EXCERPT PROVIDED
Advocates of assisted suicide are significantly expanding their efforts to build support in Maryland for broader end-of-life options, hopeful that a recent victory in California will provide new momentum for legislation that failed to get out of committee in Annapolis this year.
Earlier versions of this story incorrectly said advocates are holding “house parties” that offer information about health-care options when people are severely injured or become terminally ill. The parties only provide information about end-of-life options for the terminally ill.
The recent signing of California's assisted-suicide bill by Gov. Jerry Brown (D) "has made us even more motivated to make sure Marylanders have the same options," said Donna Smith, a field consultant in Maryland for the Denver-based organization Compassion & Choices.
Last year, Compassion & Choices had one “action team” of volunteers working in Maryland. This year, Smith said, the organization has six. Its database of Maryland residents has more than 10,000 names.
Maryland is one of several states, including New York, where national advocates for assisted suicide plan to focus their efforts for the upcoming legislative sessions. They have also worked in the District, where the most recent right-to-die legislation also failed to get out of committee.
“I think that this is a national wave,” said Maryland Del. Shane E. Pendergrass (D-Howard), who sponsored legislation modeled after Oregon’s right-to-die law in the 2015 legislative session and plans to do so again in January. “The more discussion there is, the more we think about it, and the more chance there is for more lawmakers to realize that it is good to give people an option to be able to control the last six months of their life.”
Under the bill, a patient who is certified to be mentally competent and whose survival is forecast to be no more than six months would be eligible for a prescription to obtain lethal drugs, which would have to be self-administered.
The idea is anathema in parts of Maryland, a strongly Catholic state with a large African American population, which traditionally has been slower to embrace assisted suicide than more secular, mostly white communities.

MATERIAL PROVIDED
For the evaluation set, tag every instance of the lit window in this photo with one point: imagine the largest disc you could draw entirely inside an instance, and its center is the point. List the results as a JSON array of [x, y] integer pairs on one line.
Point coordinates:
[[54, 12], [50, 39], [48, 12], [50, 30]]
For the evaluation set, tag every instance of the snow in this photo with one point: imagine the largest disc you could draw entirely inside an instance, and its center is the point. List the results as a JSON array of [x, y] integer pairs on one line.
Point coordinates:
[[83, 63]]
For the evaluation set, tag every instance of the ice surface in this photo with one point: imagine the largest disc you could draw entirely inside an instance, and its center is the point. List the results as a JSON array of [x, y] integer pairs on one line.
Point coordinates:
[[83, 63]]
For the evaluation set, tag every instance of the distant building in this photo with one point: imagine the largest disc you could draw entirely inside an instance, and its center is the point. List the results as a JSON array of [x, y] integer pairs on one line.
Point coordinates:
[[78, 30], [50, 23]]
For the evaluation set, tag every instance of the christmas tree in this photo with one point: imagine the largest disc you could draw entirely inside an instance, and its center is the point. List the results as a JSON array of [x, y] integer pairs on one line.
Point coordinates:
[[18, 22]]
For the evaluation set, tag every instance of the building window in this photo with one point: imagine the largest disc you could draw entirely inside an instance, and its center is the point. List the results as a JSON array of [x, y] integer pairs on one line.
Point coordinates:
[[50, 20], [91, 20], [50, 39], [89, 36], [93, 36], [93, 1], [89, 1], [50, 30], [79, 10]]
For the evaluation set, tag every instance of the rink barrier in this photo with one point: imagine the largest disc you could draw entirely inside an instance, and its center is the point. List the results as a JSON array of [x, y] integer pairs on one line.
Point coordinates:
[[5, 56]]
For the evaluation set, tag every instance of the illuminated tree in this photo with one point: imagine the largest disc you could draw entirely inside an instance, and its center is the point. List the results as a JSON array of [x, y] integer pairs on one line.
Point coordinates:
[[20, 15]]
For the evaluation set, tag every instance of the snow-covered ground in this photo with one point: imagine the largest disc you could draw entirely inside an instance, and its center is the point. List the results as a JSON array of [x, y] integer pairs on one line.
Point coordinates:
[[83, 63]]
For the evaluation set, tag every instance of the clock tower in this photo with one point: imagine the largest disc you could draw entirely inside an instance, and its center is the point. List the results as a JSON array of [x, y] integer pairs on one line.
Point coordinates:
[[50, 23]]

YOUR INSTRUCTIONS
Extend the news article on the push for assisted-suicide legislation in Maryland, picking up after its last sentence.

ANSWER BELOW
Smith, who is African American, said one of her goals in Maryland is to change the widespread perception that assisted suicide is an issue that affects only wealthy white people.
Longtime Maryland House Speaker Michael E. Busch (D-Anne Arundel), who is Catholic, did not take a position on previous assisted-suicide legislation. But he said in the past week that he would support a law to legalize aid in dying in Maryland, as long as the bill had proper restrictions and guidelines. Busch, 68, said he was influenced by his own advancing age as well as by seeing other states approve legislation and witnessing two friends suffer painful deaths.
Busch described “death with dignity” as deeply personal and acknowledged that it is highly controversial, much like the state’s legalization of same-sex marriage in 2012. He said he would not impose his position on other lawmakers.
“There are many people who are dying inch by inch, who would like to have the option,” Busch said. “I’ve gotten to a point in my own mind where this is an issue I personally support.”
Senate President Thomas V. Mike Miller Jr. (D-Calvert) and Gov. Larry Hogan (R) declined to comment on the issue in recent days.
During his 2014 gubernatorial campaign, Hogan, a Catholic, told the Catholic Standard, a publication of the Archdiocese of Washington, that he believed “a physician’s role is to save lives, not terminate them.” He said he would oppose efforts to legalize aid in dying.
In March, after he became governor and as the bill was being debated in the State House, he softened his stance.
“I’ve got some issues about helping people terminate their lives, but I also understand that some people go through some very difficult times and they’re suffering,” said Hogan, who has since received a diagnosis of advanced non-Hodgkin’s lymphoma.
“I see both sides of the issue,” he said in March.
Hogan has not addressed the topic since his cancer diagnosis in June. He is completing a rigorous 18-week course of chemotherapy and has become a strong advocate for cancer patients across the state.
State Sen. Victor R. Ramirez (D-Prince George’s), chairman of a legislative work group that has been studying assisted suicide in other states, said he has listened to the arguments on both sides of the issue and remains undecided about how he would vote on a bill.
The work group consists of 10 lawmakers with a variety of views on the issue. Some oppose aid in dying; some support it; and others, like Ramirez, are struggling with it. Ramirez said end-of-life options have not been an issue widely talked about in his family or his community.
"I have mixed feelings," he said. "I'm still learning about the issue. . . . I don't see it as an easy decision one way or another. I'm not sure how I will vote for it, and I consider myself an open-minded, progressive legislator."